## Description of the task:
Print every line of the listing below, starting with the line that holds "[pin] child's outstretched" and going on through the line that holds "[pin] watch strap", both included, and print nothing else.

## Extracted material:
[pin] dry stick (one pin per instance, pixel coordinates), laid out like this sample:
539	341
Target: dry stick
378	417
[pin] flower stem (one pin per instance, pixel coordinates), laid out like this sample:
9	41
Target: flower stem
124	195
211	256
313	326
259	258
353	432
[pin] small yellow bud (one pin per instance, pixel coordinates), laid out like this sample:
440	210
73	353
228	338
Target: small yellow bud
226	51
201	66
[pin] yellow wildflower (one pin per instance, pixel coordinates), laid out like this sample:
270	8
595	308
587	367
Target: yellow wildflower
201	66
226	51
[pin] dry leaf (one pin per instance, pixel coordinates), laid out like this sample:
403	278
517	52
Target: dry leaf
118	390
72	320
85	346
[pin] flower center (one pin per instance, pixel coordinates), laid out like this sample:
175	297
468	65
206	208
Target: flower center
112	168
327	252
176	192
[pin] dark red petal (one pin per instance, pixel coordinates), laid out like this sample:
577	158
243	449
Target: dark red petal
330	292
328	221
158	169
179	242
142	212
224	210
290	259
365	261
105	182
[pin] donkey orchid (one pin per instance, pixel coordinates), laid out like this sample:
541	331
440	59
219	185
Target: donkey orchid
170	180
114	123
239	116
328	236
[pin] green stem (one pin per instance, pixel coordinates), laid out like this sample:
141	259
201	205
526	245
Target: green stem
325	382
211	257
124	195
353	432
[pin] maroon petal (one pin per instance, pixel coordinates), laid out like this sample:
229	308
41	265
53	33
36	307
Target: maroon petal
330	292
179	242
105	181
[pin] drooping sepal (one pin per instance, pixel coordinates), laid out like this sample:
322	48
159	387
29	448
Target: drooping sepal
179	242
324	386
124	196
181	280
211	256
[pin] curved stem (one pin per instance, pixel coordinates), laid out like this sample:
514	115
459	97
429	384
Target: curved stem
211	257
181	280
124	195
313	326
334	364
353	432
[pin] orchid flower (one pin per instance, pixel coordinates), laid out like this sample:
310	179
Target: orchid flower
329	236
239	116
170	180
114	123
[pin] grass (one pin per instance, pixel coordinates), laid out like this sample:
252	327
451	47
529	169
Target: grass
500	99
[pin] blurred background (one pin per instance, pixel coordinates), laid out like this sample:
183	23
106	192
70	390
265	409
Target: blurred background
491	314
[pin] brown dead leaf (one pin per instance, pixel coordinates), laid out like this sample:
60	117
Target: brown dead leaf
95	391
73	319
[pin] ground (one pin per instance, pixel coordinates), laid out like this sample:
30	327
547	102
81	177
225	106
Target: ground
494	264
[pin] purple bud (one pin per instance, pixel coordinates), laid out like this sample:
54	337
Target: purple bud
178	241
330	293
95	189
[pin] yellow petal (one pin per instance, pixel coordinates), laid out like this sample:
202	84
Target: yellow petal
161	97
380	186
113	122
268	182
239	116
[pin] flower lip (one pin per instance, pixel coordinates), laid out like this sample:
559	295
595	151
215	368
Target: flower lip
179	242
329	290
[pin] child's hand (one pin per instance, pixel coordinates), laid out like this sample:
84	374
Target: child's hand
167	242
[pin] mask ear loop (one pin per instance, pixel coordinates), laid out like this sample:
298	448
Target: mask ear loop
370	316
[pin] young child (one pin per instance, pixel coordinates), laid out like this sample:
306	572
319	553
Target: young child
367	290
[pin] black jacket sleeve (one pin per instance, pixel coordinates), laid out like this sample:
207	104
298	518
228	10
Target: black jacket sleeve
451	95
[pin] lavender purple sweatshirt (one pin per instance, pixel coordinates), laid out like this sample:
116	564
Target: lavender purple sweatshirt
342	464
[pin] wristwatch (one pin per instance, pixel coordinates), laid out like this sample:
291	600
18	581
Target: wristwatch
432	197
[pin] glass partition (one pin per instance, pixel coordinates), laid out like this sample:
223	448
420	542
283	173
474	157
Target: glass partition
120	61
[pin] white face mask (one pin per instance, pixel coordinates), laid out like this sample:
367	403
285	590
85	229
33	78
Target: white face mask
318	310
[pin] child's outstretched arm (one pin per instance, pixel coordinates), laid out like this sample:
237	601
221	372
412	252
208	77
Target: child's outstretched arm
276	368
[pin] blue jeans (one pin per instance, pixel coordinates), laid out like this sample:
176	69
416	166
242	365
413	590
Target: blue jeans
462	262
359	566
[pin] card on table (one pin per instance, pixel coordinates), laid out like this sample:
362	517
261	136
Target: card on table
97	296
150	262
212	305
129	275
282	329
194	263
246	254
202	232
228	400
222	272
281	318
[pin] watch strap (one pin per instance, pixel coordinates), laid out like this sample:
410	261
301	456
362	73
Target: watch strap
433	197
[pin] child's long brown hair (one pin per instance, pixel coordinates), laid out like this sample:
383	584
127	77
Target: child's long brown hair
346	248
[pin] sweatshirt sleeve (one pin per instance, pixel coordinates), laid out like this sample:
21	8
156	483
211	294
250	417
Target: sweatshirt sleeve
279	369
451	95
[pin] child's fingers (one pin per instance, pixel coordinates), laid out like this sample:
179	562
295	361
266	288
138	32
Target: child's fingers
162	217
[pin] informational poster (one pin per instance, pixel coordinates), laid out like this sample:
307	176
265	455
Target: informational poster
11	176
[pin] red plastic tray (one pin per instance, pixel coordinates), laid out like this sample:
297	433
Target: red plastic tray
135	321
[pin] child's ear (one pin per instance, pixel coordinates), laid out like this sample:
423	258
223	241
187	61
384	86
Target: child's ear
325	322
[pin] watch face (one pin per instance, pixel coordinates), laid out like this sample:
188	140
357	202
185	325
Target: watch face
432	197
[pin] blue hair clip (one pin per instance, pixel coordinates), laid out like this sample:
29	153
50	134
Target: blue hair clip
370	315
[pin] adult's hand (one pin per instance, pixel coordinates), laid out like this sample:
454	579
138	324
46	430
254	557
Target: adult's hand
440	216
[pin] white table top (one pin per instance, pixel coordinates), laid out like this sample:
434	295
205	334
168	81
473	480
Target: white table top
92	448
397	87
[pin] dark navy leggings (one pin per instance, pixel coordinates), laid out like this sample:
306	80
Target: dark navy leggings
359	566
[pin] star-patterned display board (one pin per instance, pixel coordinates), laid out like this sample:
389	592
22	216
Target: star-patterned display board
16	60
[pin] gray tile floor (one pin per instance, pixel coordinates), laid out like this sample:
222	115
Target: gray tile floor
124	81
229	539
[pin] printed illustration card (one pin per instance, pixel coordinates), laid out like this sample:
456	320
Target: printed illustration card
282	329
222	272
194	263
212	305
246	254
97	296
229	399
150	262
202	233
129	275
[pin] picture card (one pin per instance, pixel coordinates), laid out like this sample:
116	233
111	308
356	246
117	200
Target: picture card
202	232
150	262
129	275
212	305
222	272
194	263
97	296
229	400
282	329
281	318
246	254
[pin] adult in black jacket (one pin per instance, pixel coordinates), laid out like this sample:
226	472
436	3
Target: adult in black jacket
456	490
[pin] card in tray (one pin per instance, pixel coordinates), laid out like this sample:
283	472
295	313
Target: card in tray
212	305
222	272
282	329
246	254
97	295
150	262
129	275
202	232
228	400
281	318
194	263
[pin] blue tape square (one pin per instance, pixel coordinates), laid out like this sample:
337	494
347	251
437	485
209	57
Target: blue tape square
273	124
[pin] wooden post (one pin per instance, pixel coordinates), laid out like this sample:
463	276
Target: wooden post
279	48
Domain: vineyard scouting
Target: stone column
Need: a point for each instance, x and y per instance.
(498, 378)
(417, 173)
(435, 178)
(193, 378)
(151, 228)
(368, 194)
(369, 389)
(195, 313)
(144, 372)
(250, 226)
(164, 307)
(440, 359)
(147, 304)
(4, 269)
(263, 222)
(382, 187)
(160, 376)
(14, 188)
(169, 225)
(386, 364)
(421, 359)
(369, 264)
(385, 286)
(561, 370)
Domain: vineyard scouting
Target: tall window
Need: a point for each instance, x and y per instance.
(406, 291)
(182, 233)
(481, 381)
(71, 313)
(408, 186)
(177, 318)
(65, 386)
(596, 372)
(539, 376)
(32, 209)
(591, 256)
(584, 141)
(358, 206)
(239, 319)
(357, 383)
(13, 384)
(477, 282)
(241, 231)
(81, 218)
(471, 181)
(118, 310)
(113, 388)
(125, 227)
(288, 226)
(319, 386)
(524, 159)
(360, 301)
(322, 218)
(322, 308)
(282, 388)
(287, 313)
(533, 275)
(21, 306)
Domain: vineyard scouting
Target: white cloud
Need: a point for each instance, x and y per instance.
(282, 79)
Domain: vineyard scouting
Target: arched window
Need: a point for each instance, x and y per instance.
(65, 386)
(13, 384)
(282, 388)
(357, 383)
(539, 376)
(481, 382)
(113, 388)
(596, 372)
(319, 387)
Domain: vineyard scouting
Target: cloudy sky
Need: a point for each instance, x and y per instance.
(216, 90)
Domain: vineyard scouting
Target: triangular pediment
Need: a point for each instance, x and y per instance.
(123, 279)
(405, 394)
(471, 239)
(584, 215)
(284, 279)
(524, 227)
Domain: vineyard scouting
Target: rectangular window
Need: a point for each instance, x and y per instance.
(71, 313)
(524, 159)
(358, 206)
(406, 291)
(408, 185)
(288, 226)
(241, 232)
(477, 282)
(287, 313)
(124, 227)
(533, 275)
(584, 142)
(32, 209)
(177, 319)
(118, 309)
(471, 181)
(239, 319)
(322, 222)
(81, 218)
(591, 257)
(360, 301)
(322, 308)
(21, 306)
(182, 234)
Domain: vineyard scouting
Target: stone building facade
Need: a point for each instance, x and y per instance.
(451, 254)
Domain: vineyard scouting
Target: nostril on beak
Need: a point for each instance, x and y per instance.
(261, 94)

## Written response:
[pin] child's outstretched arm (one pin per instance, pixel coordinates), laid out like this sample:
237	601
221	372
412	252
208	77
Target: child's outstretched arm
276	368
[pin] blue jeans (one pin per instance, pixel coordinates), laid out like this sample:
176	69
416	166
242	365
413	590
Target: blue jeans
462	262
359	566
[pin] card on table (one pin per instance, pixel coordinates), laid out like this sample:
362	517
261	136
Target: card on table
97	296
150	262
212	305
129	275
282	329
194	263
246	254
202	232
228	400
222	272
281	318
[pin] watch strap (one pin per instance, pixel coordinates), laid out like this sample:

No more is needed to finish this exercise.